Records shown:
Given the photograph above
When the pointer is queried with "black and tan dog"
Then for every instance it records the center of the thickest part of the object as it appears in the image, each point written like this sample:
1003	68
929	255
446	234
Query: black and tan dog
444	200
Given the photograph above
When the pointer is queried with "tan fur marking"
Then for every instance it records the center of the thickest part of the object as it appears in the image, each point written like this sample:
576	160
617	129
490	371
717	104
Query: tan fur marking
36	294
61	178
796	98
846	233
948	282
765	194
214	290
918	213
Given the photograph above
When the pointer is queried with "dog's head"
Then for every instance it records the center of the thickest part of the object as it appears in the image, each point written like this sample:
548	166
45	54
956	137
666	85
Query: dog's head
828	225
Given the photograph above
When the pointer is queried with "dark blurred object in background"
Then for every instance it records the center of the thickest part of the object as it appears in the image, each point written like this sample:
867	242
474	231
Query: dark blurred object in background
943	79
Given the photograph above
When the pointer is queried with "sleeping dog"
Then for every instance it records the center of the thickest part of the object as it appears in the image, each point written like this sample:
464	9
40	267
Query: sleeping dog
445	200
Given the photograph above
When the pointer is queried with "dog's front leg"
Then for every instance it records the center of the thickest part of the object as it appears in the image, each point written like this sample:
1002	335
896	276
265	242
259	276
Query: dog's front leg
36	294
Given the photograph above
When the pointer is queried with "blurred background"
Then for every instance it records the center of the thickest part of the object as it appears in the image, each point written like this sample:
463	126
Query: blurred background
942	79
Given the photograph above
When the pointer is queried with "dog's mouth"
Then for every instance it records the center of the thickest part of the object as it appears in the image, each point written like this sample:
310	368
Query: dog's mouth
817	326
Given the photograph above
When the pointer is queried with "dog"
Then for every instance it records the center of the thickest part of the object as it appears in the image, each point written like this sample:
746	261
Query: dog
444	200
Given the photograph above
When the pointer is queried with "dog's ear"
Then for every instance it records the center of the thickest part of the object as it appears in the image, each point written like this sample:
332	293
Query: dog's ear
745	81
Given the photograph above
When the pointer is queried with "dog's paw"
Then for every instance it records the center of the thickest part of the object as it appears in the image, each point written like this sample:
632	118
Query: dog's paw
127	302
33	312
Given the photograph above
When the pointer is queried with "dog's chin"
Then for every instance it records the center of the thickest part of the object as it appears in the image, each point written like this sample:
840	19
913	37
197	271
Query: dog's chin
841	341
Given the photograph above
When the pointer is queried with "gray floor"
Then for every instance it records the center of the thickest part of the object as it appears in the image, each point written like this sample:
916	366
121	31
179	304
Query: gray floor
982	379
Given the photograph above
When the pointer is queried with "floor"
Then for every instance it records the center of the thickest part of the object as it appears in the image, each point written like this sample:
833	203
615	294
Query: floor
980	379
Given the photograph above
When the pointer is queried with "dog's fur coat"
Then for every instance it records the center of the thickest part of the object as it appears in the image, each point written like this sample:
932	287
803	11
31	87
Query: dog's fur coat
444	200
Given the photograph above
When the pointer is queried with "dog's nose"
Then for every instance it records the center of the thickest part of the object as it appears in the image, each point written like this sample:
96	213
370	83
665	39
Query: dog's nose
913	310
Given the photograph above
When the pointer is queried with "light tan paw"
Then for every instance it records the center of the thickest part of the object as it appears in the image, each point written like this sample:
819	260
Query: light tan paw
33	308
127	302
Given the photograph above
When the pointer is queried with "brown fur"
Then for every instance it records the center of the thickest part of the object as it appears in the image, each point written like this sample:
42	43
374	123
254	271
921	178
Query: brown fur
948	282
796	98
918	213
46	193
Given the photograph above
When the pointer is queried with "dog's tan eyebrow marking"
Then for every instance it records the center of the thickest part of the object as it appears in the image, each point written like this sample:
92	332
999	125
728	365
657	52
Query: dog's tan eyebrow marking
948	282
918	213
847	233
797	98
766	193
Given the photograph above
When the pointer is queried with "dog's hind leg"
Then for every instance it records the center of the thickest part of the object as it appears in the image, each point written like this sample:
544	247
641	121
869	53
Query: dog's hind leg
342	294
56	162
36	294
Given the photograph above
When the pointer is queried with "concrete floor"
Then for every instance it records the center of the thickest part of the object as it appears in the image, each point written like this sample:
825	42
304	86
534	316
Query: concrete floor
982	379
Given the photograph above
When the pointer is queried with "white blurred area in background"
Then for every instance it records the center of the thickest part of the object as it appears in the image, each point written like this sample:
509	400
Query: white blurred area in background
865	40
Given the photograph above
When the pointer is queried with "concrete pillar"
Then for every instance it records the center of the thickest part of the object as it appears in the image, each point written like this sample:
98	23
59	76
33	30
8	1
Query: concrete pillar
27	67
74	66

What you should do:
All of the records need to be transcribed exactly.

Worked solution:
Given the photograph above
When the pointer is queried with "black and tan dog"
Then for every instance it records the center of the thickest part of the object as it appears in the image, each point written like this sample:
1003	68
929	255
446	234
Query: black and tan dog
444	200
Given the photograph above
When the pointer is queried with "tan fur marking"
Then for every instance it records the center of the thickest part of the object as it appears in the image, each point written like this sample:
576	160
617	129
490	371
717	104
Query: tan fur marking
36	294
61	178
796	98
846	233
948	282
765	194
214	290
918	213
Given the photograph above
When the pointer is queried with "dog's head"
Then for every instance it records the center of the thickest part of the object as it appears in the image, each point written like this sample:
548	166
45	54
956	137
666	85
Query: dog's head
828	225
Given the photograph above
When the pointer is queried with "dark blurred object in background"
Then for every instance it records the center of the thickest part of the object as it appears in the image, each point written like this sample:
867	242
474	231
Query: dark blurred object in background
943	79
Given the photograph above
When the pointer is queried with "sleeping dog"
Then for every instance it records the center of the thickest part of the object as it appears in the image, each point written like this sample:
464	9
40	267
Query: sleeping dog
445	200
Given the photograph above
When the pointer is queried with "dog's front leg"
Then for every instance it records the center of the thickest part of the object as it appears in the image, each point written like this sample:
1002	335
896	276
265	242
259	276
Query: dog's front leg
36	294
Given the photograph above
When the pointer is queried with "blurred background"
Then for every instance it records the center of the thickest part of the object as it appears in the image, each point written like this sample:
463	126
Query: blurred background
942	79
Given the photograph above
When the pointer is queried with "dog's mouth"
Then for every instance it records the center of the thickest part of the object as it appears in the image, each point written like this sample:
310	368
Query: dog's mouth
817	326
Given the photograph above
When the pointer is queried with "dog"
Then for every instance it records the center of the thickest part of the object as it appears in the image, each point written like this sample:
746	261
Query: dog
444	200
Given the photograph above
When the pointer is queried with "dog's ear"
Then for every instance it records the center of the thickest part of the object as it appears in the image, each point written like this sample:
332	293
Query: dog's ear
745	81
Given the photograph above
When the pointer is queried with "dog's paw"
Then for every instance it records the center of the thickest part of the object as it appears in the image, each point written like this sample:
632	118
Query: dog's paw
127	302
33	312
Given the photograph above
When the pointer is queried with "dog's chin"
Then for every instance it records the center of the thickest part of the object as it appears in the image, each point written like this sample:
840	19
913	37
197	271
Query: dog's chin
841	341
Given the photograph above
When the pointer is queried with "gray floor"
Then for every instance it records the center of the thickest part of the object as it appears in the image, each point written like this sample:
916	366
121	31
179	304
Query: gray floor
982	379
Given the photograph above
When the pointer is queried with "floor"
Then for every instance it records the center of the thickest part of the object as it appears in the image, each point written like this sample:
833	203
615	294
Query: floor
980	379
Given the photograph above
When the pointer is queried with "dog's fur coat"
Then for every instance it records the center of the thickest part of the object as it appears in the image, each point written like this sample:
932	287
803	11
31	87
Query: dog's fur coat
444	200
Given the photograph above
When the pointer is queried with "dog's nose"
Then for every instance it records the center of the thickest part of the object as it appears in the image, each point written like this sample:
96	213
370	83
665	39
Query: dog's nose
913	310
Given the photograph above
When the pointer is queried with "light tan paw"
Then for every instance it records the center of the thickest part of the object as it appears in the image, each point written like this sample:
819	260
Query: light tan paw
33	308
127	302
Given the photograph above
When the pointer is queried with "brown fur"
Then for every instance it records the center of the thickest part of the object as it appears in the image, each point written like this sample:
42	43
374	123
254	271
921	178
Query: brown fur
948	282
796	98
918	213
46	193
Given the photograph above
When the pointer is queried with "dog's tan eyebrow marking"
Then for every instance it records the center of the thickest part of the object as it appears in the image, each point written like this sample:
92	332
999	125
728	365
657	52
Query: dog's tan eyebrow marking
948	282
918	213
847	233
797	98
766	193
Given the photograph above
When the pointer is queried with "dog's hind leg"
Then for every instance it records the center of the thickest part of the object as it appears in the image, each point written like this sample:
544	247
641	121
869	53
Query: dog's hind leg
342	294
56	162
36	294
Given the photograph above
When the pointer is queried with "concrete floor"
Then for every instance it records the center of the thickest part of the object as it appears in the image, each point written like this sample:
825	42
304	86
534	316
Query: concrete floor
982	379
Given the photograph above
When the pointer is queried with "white blurred area in background"
Then for every instance it records the center of the thickest part of the object as it appears in the image, each point written like this sample:
509	400
Query: white blurred area in background
865	40
Given the photograph above
When the pointer is queried with "concrete pillar"
Then for every instance it records the center of the thickest part of the object as it appears in the image, each point written like this sample:
98	23
59	76
33	30
8	1
Query: concrete pillar
27	67
74	66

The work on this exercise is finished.